▸ **DOCUMENT EXTRACT**
◆ ◆ ◆ ◆

An Intern’s First Patient

Narrated by Zhang He-xiang
Compiled by Cai Jia-qi
Translated by Wu Hsiao-ting
Photo by Li Bai-shi

The suffering of a young doctor’s very first patient became a wake-up call, teaching him the true responsibility of caring for lives.

Just over seven years ago, I began my internship at a hospital in southern Taiwan. My very first patient was a 70-year-old man suffering from liver cirrhosis, complicated by both liver and kidney failure. As part of his treatment, he was placed on vasoconstrictors.

During my rounds, I checked his limbs, listened to his chest, and palpated his abdomen. As far as I knew, everything was proceeding exactly as it should. I felt in control.

That confidence was soon shattered. On the third day, a senior resident turned to me, her voice sharp, and said, “Do you actually know the side effects of this drug? Did you examine all of the patient’s skin?”

I felt a surge of defensiveness. I had checked on him every day—why was she reprimanding me? Still, I went to the patient’s bedside and asked him to undress. The sight that I saw when he disrobed struck me like a physical blow.

The skin across his groin and genitals was blackened and ulcerated. Only then did he confess that it had been painful to urinate for days; he had been too embarrassed to mention discomfort in such a private area.

Very quickly, the patient’s condition grew worse. Even after we stopped the medication, the necrosis continued to spread down his legs. His family ultimately decided to stop aggressive treatment, and he passed away soon after.

I was overwhelmed with guilt. I realized I had not been thorough enough while doing my rounds. I believed I was being attentive, yet my lack of true vigilance led to devastating consequences. The memory of his suffering became a painful wake-up call.

◆ ◆ ◆ ◆

▸ **SOURCE INFORMATION**

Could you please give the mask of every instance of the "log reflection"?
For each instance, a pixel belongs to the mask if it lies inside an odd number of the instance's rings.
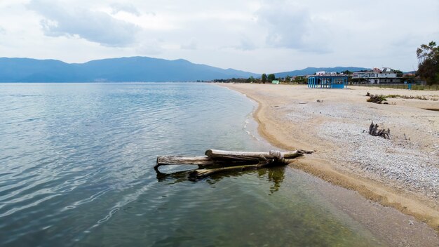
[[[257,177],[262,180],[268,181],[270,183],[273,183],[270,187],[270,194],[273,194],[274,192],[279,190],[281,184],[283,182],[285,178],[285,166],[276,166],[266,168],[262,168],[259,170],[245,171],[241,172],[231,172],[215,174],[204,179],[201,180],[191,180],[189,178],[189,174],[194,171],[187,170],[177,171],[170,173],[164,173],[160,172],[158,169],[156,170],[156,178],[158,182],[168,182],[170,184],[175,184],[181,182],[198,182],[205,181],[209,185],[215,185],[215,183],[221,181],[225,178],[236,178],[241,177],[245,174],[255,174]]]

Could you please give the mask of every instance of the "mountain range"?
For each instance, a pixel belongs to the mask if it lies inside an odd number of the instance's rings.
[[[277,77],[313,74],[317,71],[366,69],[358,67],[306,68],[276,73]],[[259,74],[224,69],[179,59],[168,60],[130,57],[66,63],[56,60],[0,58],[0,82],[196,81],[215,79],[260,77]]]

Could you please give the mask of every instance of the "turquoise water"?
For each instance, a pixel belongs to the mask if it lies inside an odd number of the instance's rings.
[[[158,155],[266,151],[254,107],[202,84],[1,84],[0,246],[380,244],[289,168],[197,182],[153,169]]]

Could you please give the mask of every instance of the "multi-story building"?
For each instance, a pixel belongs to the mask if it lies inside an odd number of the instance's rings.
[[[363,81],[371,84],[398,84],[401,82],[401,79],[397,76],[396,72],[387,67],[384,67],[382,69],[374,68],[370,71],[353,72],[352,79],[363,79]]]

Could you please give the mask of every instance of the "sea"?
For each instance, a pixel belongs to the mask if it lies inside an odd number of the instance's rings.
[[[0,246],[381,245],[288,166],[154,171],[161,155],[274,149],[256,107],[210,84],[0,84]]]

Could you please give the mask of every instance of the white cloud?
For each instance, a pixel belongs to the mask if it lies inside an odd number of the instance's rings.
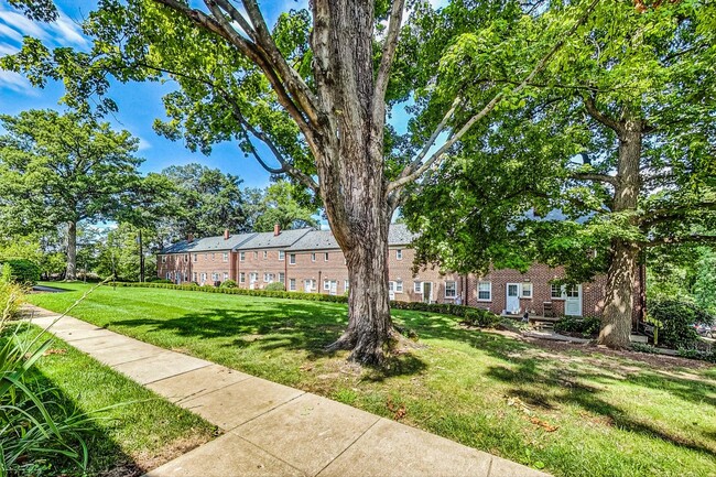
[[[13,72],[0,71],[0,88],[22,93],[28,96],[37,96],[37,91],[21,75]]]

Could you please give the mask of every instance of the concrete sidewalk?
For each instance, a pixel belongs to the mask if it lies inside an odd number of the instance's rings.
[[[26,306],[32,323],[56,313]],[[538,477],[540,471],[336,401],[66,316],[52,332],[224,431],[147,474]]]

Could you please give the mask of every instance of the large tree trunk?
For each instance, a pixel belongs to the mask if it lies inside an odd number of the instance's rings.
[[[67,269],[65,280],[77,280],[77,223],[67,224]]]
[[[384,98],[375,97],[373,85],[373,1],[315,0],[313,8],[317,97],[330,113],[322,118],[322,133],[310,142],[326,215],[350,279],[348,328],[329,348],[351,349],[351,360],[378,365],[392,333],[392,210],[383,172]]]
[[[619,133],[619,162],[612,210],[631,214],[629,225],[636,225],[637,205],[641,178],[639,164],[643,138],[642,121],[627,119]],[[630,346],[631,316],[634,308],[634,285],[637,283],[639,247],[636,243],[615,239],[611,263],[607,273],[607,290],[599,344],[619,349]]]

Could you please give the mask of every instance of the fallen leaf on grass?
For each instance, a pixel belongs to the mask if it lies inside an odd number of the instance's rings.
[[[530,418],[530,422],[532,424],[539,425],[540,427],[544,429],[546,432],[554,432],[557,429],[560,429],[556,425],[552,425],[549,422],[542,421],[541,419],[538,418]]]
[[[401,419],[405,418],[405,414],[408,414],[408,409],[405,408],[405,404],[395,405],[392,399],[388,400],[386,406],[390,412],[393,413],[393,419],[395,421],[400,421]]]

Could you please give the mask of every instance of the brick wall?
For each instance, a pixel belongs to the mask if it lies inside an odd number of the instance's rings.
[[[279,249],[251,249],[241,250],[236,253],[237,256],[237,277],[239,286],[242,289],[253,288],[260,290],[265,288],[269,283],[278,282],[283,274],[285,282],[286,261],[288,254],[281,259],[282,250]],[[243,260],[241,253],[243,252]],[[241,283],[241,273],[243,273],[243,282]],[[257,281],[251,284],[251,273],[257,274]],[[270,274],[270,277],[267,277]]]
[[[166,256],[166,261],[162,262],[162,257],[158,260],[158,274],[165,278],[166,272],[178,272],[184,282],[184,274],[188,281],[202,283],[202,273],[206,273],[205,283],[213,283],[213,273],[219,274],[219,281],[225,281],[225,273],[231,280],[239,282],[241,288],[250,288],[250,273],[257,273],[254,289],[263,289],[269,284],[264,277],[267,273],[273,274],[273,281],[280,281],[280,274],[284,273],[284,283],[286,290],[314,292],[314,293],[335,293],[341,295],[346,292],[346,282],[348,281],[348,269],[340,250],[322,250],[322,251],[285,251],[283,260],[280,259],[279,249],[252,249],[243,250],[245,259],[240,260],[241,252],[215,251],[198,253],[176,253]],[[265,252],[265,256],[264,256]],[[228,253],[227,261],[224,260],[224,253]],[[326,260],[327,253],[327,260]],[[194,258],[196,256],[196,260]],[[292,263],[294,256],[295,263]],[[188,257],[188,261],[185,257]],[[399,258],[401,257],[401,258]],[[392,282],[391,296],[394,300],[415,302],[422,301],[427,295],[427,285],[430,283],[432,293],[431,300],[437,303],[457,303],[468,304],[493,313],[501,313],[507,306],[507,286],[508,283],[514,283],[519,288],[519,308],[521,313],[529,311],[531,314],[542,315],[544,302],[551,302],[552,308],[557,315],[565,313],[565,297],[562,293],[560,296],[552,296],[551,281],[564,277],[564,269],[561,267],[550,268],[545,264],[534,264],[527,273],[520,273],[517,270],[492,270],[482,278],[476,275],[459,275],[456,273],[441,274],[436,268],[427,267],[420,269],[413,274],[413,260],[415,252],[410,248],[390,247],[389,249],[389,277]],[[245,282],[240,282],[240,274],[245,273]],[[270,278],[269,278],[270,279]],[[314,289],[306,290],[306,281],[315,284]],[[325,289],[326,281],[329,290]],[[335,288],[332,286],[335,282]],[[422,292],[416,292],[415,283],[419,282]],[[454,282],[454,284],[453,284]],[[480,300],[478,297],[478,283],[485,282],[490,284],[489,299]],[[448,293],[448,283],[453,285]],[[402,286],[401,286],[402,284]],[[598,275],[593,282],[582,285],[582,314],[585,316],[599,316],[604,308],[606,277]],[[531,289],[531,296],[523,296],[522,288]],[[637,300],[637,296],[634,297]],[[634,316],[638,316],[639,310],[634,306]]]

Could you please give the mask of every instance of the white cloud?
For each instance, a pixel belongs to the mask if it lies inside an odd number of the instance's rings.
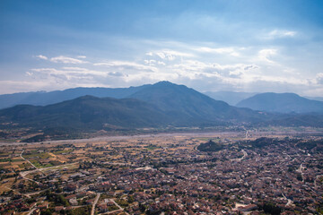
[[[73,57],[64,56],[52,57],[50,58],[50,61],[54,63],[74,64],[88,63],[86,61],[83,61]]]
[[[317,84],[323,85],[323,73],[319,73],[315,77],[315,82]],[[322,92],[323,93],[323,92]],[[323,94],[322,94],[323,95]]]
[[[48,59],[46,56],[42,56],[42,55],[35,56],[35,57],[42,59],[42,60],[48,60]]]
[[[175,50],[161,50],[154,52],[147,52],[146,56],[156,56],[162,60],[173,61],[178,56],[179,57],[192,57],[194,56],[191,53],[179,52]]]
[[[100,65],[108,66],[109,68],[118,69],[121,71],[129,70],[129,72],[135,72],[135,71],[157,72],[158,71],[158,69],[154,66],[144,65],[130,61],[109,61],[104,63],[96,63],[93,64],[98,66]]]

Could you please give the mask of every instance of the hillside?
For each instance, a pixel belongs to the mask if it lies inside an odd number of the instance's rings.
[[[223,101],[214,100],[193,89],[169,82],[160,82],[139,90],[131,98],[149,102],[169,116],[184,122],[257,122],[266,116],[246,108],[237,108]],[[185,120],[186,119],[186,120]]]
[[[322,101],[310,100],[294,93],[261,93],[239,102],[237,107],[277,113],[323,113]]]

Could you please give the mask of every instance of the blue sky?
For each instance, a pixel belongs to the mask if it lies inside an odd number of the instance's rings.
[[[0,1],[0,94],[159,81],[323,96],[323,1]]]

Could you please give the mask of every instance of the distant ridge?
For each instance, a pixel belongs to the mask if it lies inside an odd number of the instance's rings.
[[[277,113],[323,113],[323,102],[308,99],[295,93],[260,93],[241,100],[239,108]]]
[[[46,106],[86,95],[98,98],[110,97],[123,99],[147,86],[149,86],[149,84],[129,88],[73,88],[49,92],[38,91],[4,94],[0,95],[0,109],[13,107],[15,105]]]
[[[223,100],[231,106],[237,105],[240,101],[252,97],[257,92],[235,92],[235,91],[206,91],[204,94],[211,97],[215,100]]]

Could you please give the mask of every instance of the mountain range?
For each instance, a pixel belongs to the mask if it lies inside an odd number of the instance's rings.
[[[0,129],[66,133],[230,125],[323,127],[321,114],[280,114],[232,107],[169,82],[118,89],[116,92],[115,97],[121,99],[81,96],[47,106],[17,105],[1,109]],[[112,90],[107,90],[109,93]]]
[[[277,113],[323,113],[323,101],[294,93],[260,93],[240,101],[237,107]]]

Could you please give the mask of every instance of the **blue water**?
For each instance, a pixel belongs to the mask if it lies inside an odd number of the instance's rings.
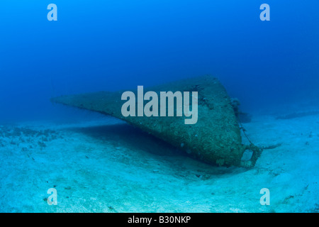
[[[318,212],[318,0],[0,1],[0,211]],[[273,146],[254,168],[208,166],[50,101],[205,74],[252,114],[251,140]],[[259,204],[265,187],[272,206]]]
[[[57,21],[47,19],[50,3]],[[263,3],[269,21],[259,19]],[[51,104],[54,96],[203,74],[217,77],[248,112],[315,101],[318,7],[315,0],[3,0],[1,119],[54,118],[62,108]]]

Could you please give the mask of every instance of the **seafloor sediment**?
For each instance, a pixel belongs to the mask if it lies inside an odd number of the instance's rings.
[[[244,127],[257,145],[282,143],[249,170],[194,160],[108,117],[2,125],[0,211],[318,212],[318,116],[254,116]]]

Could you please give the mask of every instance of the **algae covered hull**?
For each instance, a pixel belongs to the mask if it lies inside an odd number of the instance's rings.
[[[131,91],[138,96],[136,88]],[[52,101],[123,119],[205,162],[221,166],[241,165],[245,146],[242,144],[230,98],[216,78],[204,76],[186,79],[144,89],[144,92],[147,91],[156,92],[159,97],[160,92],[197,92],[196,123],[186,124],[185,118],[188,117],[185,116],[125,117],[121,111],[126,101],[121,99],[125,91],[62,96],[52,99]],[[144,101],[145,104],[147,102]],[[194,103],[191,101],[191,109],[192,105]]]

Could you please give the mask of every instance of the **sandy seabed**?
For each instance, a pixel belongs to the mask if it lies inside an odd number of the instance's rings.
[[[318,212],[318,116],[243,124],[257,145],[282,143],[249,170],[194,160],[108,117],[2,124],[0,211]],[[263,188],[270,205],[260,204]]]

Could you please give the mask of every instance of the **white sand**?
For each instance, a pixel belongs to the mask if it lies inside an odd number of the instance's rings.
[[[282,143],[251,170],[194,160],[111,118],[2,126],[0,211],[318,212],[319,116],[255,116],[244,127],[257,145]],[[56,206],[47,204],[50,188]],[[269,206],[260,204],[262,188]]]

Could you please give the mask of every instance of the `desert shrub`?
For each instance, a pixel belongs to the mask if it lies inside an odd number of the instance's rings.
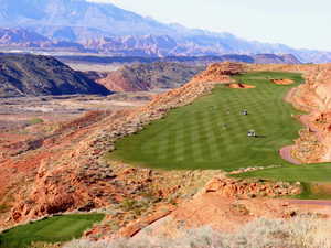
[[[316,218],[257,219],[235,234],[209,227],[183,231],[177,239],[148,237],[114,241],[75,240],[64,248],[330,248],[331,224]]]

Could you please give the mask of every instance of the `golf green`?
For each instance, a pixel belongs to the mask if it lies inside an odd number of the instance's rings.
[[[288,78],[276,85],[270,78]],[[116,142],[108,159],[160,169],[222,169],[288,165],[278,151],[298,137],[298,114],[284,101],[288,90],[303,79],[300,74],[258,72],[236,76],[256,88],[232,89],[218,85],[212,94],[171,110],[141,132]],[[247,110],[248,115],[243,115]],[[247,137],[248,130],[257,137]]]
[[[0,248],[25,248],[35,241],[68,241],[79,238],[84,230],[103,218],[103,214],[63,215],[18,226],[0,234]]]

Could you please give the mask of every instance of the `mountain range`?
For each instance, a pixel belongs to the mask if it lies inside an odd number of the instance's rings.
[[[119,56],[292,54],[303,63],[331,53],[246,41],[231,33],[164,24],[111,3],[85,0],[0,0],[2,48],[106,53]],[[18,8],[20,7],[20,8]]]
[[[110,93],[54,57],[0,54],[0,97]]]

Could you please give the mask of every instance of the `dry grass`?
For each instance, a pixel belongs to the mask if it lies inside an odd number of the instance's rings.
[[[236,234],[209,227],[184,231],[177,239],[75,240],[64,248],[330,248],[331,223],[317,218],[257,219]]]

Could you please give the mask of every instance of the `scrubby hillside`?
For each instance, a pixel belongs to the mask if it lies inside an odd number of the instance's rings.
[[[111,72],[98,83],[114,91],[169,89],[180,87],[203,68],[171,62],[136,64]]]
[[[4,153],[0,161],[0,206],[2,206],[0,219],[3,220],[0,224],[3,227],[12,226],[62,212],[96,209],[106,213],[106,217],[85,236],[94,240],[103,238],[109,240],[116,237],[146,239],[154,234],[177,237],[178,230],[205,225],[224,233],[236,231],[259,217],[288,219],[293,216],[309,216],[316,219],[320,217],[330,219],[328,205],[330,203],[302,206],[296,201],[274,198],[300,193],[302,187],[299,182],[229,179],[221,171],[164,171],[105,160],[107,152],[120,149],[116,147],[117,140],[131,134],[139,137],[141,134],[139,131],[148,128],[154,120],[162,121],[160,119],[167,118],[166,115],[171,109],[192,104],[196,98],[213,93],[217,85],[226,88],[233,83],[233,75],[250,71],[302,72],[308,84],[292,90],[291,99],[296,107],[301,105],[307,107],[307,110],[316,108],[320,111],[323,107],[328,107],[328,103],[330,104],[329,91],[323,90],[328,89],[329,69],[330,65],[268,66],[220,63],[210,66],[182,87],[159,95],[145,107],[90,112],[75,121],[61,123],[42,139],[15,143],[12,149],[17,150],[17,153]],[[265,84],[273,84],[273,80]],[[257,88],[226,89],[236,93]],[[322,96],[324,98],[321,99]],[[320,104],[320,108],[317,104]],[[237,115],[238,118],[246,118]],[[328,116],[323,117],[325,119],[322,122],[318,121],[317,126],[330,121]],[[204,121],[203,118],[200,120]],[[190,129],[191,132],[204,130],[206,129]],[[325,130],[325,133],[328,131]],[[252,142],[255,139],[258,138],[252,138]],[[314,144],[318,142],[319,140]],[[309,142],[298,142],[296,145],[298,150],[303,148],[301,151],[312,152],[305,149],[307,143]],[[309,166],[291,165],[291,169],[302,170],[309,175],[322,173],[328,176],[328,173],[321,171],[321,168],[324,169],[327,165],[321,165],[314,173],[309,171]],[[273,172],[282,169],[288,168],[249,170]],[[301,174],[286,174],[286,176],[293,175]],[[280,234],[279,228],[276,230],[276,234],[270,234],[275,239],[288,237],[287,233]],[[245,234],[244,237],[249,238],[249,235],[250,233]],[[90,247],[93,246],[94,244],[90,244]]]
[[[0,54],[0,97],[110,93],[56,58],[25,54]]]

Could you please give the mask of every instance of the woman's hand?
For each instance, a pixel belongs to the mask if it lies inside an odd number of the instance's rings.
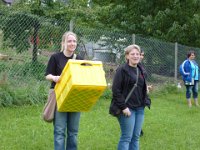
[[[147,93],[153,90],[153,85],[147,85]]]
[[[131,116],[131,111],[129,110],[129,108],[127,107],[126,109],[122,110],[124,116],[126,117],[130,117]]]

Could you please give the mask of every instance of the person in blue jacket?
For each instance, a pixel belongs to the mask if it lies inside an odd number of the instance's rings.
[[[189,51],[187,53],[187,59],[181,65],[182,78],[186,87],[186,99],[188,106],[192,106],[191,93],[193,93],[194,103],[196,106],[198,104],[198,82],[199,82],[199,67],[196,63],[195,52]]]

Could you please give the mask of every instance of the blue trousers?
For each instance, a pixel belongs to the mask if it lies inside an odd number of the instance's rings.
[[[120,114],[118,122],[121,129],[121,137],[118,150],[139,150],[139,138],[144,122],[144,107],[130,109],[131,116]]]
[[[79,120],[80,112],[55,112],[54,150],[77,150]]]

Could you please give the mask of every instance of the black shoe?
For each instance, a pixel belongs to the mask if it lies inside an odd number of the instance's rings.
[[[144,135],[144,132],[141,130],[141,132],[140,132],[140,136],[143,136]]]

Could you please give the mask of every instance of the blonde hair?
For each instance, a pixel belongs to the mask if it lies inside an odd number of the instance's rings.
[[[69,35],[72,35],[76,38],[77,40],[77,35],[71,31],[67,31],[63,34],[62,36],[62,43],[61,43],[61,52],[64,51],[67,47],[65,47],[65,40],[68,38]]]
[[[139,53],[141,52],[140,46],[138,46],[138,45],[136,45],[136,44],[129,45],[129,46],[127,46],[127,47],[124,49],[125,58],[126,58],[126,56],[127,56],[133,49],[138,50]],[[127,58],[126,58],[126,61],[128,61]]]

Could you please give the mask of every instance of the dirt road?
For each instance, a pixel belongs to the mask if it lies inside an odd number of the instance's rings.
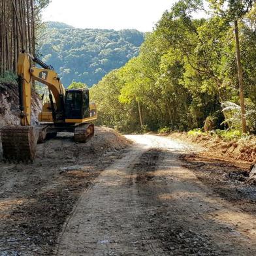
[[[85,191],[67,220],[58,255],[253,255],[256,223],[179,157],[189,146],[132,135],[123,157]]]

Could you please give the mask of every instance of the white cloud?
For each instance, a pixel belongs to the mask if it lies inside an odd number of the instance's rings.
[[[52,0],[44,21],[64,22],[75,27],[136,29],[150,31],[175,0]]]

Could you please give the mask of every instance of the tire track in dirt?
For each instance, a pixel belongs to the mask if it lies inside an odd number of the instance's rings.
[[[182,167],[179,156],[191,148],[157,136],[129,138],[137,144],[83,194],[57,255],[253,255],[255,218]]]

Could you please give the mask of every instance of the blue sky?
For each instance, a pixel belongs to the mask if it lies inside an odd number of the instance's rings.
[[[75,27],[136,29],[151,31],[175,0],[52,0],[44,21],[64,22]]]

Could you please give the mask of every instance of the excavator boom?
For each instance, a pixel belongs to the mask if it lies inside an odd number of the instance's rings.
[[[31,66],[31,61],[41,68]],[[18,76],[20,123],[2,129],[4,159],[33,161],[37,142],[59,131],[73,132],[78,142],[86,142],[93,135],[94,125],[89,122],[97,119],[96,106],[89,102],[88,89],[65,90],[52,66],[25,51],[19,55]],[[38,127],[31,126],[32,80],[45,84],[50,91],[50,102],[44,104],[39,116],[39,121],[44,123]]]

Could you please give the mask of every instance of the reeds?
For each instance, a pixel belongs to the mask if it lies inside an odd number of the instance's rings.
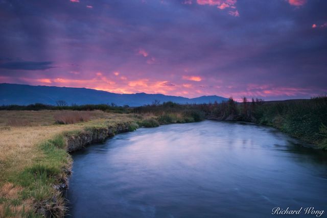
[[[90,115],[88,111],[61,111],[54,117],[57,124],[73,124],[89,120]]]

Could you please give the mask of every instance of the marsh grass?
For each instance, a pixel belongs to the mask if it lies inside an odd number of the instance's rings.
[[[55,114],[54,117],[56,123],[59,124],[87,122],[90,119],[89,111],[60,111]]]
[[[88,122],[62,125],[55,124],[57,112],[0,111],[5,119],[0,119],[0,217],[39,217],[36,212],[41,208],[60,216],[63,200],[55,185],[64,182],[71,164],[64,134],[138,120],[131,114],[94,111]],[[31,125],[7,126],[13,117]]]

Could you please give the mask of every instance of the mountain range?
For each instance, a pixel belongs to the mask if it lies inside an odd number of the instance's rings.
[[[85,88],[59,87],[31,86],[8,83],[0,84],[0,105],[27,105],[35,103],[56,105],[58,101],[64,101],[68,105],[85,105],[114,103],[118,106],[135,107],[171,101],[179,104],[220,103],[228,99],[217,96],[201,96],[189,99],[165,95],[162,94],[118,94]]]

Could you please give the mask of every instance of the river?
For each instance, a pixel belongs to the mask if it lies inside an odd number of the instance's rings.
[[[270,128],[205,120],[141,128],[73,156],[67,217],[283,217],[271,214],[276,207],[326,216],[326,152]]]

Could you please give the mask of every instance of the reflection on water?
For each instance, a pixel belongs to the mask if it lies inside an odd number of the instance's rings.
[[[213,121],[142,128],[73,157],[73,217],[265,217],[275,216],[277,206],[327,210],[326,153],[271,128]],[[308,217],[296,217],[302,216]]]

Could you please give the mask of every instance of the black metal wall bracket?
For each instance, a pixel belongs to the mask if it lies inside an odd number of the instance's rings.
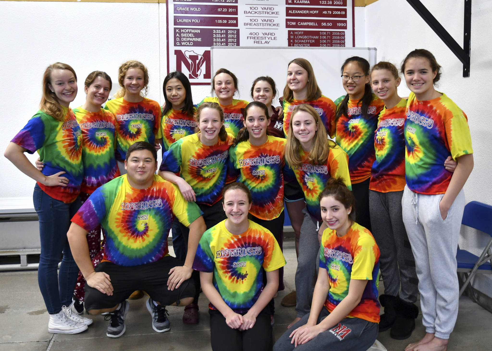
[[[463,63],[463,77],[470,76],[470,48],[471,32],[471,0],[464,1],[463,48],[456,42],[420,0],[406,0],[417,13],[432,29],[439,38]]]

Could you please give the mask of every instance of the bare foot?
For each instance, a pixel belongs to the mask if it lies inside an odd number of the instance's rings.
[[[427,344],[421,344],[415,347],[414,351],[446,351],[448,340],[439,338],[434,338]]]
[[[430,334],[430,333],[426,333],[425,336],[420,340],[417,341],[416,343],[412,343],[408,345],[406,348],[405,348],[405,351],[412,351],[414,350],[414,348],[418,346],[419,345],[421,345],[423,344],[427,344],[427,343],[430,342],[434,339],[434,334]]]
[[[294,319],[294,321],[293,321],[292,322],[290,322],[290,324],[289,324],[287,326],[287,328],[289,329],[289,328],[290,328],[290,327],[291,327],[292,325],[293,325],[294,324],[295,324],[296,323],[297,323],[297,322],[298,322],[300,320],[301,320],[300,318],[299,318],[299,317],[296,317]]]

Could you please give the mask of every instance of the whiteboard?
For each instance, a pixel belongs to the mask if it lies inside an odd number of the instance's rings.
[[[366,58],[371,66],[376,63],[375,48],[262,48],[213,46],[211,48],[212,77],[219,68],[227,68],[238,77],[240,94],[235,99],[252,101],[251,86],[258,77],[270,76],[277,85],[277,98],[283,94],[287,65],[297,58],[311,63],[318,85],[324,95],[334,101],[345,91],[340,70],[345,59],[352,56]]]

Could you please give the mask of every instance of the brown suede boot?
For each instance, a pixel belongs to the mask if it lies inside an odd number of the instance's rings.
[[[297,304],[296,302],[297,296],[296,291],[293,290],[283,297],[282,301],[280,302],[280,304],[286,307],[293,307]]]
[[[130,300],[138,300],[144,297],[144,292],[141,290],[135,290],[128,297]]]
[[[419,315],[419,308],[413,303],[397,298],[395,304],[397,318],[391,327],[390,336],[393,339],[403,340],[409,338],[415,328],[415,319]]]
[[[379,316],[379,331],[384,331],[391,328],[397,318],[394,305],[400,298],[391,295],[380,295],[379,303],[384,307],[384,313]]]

◆ ◆ ◆ ◆

▸ **YOUR TASK**
Continue the account of the intern's first patient, starting after its last sentence.

▸ **RESPONSE TO THIS TASK**
The transition from being a medical student—where my work largely centered on assignments and reports—to frontline clinical practice marked a shift in what mattered most. My role was no longer just to fulfill a list of duties or prove to my superiors that I had done my job. What mattered most was whether I had recognized a patient’s suffering in time, identified the cause, and relieved their pain at the bedside.

Simply put, a physician’s primary responsibility is to the patient. True respect is earned only when a patient’s pain is alleviated and their family’s anxiety is eased. This man taught me, at the cost of his own life, that in medicine, we must always stay ahead of the disease. We are the ones who must pull the brake on that runaway train before it crashes into the mountainside.

Next month, I will be promoted to an attending physician in the Department of Internal Medicine at Hualien Tzu Chi Hospital. As I take on this greater responsibility for human lives, the alarm bell from that elderly man still echoes within me as vividly as it did then. I carry that lesson—learned through blood and tears—with me as I continue my journey caring for patients in eastern Taiwan.